▸ **Challenge**
Rewrite the part of the listing below that opens with the line containing "Return one point per instance of the outdoor lounge" and runs to the end of the listing, keeping every line, requests included. Increase each x and y coordinate in the answer points by 58, and leave the requests and their sample objects unchanged.

+++ Exercise input

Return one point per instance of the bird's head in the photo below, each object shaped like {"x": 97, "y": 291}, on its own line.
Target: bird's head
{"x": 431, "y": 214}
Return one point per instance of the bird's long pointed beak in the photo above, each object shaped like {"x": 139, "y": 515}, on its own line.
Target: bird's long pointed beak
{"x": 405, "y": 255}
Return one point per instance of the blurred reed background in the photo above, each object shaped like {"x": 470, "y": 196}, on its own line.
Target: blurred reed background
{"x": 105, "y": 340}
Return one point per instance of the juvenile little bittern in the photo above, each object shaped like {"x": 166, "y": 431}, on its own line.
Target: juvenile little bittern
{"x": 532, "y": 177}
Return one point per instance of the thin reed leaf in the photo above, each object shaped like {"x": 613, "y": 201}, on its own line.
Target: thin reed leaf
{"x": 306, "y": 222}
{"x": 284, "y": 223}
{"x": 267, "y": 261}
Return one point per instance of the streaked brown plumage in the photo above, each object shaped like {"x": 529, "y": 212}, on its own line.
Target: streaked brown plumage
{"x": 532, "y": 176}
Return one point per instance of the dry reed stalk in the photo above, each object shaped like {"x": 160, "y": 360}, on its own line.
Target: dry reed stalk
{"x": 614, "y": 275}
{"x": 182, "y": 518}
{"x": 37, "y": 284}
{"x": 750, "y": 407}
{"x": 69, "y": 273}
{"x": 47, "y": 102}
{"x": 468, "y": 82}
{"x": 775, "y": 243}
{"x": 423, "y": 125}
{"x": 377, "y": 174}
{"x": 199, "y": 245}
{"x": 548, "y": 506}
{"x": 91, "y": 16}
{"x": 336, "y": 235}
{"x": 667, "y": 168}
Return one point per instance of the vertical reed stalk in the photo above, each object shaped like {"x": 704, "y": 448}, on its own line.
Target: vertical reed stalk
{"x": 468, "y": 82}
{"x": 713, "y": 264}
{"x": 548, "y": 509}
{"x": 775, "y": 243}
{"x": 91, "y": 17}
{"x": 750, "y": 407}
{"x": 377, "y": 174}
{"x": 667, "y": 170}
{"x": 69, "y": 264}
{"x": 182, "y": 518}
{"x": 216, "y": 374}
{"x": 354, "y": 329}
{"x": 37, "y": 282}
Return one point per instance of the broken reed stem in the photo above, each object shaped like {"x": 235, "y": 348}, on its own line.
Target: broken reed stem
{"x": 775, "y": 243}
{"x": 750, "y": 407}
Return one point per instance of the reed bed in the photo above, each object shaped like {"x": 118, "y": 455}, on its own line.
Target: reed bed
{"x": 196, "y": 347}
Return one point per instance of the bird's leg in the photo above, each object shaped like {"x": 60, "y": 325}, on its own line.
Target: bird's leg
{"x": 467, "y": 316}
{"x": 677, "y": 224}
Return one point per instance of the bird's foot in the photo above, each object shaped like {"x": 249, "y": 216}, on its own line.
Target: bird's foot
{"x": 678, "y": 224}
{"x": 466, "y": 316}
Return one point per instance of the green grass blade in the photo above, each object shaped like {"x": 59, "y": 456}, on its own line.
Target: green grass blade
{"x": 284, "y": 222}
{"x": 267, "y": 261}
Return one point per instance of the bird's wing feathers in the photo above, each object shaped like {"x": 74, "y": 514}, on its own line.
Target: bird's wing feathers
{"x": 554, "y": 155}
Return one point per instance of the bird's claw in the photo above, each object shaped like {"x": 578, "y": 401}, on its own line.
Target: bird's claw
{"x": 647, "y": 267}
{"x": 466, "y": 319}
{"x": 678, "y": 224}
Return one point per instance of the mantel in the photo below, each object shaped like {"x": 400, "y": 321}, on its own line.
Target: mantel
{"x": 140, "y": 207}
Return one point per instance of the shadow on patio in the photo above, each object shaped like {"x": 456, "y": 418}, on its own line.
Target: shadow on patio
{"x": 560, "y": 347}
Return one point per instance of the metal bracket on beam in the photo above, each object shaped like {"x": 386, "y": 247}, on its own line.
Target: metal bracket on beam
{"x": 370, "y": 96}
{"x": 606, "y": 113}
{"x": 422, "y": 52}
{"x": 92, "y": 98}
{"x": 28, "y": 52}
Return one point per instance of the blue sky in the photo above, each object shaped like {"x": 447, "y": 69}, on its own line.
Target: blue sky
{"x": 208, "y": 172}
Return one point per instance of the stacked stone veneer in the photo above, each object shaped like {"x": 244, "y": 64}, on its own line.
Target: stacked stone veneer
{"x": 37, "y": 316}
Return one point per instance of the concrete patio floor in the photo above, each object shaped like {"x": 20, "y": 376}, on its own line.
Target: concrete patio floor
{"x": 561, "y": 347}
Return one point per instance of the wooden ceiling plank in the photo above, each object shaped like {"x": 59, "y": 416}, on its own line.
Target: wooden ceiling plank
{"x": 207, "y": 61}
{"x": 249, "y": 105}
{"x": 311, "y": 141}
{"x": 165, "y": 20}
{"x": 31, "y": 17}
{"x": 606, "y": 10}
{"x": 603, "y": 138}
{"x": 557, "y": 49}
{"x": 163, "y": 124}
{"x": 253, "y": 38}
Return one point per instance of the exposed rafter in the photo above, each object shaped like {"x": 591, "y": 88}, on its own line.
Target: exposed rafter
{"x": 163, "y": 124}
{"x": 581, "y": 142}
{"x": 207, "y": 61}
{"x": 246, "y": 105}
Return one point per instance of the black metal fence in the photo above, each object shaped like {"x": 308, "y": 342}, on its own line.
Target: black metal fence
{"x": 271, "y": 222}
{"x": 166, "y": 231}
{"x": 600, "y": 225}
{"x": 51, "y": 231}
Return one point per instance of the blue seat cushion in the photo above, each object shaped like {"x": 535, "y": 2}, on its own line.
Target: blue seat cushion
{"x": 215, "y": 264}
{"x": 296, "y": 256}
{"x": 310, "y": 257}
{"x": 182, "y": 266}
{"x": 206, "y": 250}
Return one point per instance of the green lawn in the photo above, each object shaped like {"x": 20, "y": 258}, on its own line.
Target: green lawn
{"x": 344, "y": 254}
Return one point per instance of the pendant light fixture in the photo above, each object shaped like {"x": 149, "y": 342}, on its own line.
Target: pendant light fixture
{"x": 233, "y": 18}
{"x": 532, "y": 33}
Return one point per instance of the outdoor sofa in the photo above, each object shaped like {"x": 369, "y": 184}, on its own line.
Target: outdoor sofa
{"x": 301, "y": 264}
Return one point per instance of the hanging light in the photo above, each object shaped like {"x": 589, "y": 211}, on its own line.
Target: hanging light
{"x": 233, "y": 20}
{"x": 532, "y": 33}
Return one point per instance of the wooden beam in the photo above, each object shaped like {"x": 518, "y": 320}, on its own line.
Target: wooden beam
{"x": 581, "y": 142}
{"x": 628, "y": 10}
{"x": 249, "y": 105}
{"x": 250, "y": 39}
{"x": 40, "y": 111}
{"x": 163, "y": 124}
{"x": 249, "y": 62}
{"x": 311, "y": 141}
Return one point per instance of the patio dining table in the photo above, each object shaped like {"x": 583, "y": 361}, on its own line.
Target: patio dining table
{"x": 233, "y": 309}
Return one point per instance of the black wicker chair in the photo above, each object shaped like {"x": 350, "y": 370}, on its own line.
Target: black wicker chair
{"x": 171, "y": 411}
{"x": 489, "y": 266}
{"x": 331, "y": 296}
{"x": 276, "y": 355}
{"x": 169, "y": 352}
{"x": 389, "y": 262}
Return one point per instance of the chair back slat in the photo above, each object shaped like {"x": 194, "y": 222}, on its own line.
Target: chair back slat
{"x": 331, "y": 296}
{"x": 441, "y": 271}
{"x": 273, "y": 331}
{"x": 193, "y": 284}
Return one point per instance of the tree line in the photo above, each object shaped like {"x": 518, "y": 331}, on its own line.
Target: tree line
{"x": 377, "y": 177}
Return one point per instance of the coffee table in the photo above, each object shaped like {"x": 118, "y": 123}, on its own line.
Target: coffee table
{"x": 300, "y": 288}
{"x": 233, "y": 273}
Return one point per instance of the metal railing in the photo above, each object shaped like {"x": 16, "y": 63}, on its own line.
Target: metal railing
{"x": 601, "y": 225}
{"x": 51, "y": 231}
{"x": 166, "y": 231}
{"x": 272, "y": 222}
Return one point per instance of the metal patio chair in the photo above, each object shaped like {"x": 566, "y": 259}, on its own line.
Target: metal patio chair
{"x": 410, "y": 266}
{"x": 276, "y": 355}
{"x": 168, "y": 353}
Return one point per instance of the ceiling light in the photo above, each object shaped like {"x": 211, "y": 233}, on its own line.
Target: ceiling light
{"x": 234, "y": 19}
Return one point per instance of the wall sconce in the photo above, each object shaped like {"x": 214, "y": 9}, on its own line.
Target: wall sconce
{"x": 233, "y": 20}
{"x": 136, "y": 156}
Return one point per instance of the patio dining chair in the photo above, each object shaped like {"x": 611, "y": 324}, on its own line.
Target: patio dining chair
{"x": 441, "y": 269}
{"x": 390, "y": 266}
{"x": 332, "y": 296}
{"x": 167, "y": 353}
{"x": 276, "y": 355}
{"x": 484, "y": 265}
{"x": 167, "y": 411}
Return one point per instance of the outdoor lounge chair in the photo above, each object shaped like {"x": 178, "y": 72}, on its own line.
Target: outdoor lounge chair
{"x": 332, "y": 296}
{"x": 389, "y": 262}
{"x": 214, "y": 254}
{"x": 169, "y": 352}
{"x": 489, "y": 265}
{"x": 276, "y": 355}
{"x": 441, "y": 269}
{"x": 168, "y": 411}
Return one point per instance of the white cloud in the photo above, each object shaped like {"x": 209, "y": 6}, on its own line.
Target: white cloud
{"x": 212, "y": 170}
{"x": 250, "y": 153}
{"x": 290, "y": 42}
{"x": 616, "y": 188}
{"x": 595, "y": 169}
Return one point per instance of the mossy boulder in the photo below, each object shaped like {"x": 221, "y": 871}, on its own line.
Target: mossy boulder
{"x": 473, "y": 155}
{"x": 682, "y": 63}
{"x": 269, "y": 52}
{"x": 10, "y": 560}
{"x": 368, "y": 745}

++++++

▸ **Task output**
Return one point per instance of the outdoor lounge chair in the photo above, each object shaped like {"x": 178, "y": 72}, on its own line.
Target: outdoor lounge chair
{"x": 390, "y": 354}
{"x": 447, "y": 320}
{"x": 272, "y": 312}
{"x": 227, "y": 410}
{"x": 547, "y": 323}
{"x": 334, "y": 413}
{"x": 499, "y": 327}
{"x": 226, "y": 469}
Return one point per instance of the white cloud in the photo above, each object shaped like {"x": 209, "y": 6}, on its own line.
Target: white cloud
{"x": 270, "y": 228}
{"x": 308, "y": 211}
{"x": 348, "y": 100}
{"x": 674, "y": 246}
{"x": 653, "y": 227}
Return one point per instance of the mossy boulder in the photo below, each object shaped like {"x": 221, "y": 871}, on its own line.
Target: mossy boulder
{"x": 531, "y": 213}
{"x": 740, "y": 121}
{"x": 327, "y": 110}
{"x": 68, "y": 618}
{"x": 426, "y": 803}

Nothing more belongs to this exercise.